++++ Supplied records ++++

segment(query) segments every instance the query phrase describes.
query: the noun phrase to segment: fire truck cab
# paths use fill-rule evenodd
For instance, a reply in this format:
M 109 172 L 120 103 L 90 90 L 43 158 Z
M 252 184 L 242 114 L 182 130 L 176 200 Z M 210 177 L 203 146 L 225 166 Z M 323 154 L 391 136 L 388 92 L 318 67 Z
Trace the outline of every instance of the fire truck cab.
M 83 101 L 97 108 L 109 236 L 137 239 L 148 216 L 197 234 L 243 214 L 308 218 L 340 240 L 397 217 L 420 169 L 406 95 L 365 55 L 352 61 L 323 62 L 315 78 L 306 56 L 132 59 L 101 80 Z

++++

# Exercise directions
Reproduce, character for character, the lines from the first one through the line containing "M 109 172 L 120 103 L 90 90 L 43 158 Z", including that line.

# Exercise response
segment(query) segments every instance the query phrase describes.
query: the noun phrase to segment: fire truck cab
# paths use fill-rule evenodd
For instance, a reply in this format:
M 109 172 L 120 103 L 90 90 L 43 158 Z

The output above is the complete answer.